Her point of view is gruesome and offensive, but exactly what makes the show’s brutality so watchable: it’s real about its artifice. Few other depictions of Hollywood on screen have ever been this honest about how our bread and circuses are manufactured for mass reactionism. If you don’t want to know how the sausage is made, “UnREAL” is not the show for you.

In order to drum up as much debate as possible for their first season together as executive producer and showrunner, Quinn and Rachel assemble a team of contestants who promise to bounce off each other like a multitude of heated, angry molecules. There’s the Aryan southern belle whose Confederate flag bikini is Insta-famous, a coifed black debutante Rachel nicknames “blifey,” the rebellious daughter of an NFL team owner, a suspicious “Black Lives Matter” activist who knows she’s being handled, and a cunning belle juive who tries to use Jewish sisterhood with Rachel to get more time alone with Darius. But the antics of the set are nothing compared to the vacillating power dynamics behind the scenes when Chet, minus fifty pounds of fat but completely full of misogynistic shit, returns from a paleo cave man retreat determined to “take back his kingdom.” This season already promises to be an old-fashioned battle of the sexes.

- [Instructions]:
1. Summarize the review in two sentences.
2. Update the stretch of the review from "Her point of" through "show for you.", putting "television" in place of "Hollywood".
Rely only on the review above.

- [Supplied information]:
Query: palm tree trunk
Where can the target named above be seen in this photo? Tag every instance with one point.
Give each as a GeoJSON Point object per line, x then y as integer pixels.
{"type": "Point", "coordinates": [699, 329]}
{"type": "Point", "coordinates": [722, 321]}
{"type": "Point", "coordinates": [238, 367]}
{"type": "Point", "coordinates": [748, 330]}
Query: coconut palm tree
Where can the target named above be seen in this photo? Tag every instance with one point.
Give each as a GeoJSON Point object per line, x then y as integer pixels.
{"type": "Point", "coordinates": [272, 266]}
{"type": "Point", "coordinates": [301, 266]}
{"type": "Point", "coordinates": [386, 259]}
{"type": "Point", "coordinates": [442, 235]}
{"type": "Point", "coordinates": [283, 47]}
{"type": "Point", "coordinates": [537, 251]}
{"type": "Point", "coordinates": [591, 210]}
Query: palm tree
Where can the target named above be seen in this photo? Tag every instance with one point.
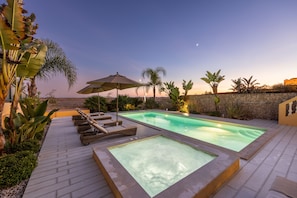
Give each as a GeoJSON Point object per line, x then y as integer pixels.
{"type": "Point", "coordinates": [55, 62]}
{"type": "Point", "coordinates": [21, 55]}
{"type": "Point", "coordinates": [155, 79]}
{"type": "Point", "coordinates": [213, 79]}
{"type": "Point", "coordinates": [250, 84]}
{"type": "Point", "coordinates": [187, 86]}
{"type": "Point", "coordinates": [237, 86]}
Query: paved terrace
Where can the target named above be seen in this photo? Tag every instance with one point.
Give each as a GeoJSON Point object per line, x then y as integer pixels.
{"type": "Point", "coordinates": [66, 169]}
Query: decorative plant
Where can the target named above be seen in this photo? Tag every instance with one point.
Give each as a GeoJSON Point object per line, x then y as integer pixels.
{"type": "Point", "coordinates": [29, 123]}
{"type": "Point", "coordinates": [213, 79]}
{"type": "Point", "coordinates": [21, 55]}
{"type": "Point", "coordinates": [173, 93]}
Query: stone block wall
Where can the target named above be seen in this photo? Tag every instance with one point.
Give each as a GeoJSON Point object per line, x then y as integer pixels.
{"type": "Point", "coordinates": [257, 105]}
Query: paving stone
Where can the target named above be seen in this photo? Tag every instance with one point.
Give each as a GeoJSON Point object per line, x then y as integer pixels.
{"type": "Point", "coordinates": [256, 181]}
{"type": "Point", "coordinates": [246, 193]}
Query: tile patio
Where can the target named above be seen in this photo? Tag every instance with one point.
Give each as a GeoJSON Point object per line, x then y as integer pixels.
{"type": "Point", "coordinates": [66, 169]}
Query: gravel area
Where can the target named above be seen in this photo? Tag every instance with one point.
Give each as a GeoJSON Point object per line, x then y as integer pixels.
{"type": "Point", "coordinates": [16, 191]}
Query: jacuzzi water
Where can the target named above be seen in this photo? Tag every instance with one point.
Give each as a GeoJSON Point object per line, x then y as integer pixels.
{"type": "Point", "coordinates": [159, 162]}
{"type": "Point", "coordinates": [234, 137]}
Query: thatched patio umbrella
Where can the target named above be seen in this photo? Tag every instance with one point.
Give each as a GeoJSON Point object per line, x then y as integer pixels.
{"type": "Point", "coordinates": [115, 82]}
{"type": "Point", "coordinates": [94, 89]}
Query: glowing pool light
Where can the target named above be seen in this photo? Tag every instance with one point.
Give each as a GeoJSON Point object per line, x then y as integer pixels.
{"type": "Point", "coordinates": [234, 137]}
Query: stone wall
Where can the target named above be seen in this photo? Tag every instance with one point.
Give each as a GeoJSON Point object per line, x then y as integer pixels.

- [Answers for each item]:
1. The review calls "UnREAL" watchable because it is honest about its own artifice and about how Hollywood manufactures entertainment for mass reactionism, and it warns that anyone who doesn't want to know how the sausage is made should skip it. For their first season together as executive producer and showrunner, Quinn and Rachel assemble contestants meant to clash, while Chet returns from a paleo cave man retreat determined to "take back his kingdom," setting up a battle of the sexes.

2.
Her point of view is gruesome and offensive, but exactly what makes the show’s brutality so watchable: it’s real about its artifice. Few other depictions of television on screen have ever been this honest about how our bread and circuses are manufactured for mass reactionism. If you don’t want to know how the sausage is made, “UnREAL” is not the show for you.